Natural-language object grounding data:

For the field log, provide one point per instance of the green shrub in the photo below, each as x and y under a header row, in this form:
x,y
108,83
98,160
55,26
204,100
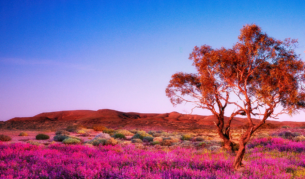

REQUIREMENT:
In the copy, omit the pictures and give every line of the data exactly.

ANSWER SECTION:
For the field log, provide one point per instance of the green shrub in the photo below, each as x and y under a header row, in this form:
x,y
108,83
98,160
55,26
204,100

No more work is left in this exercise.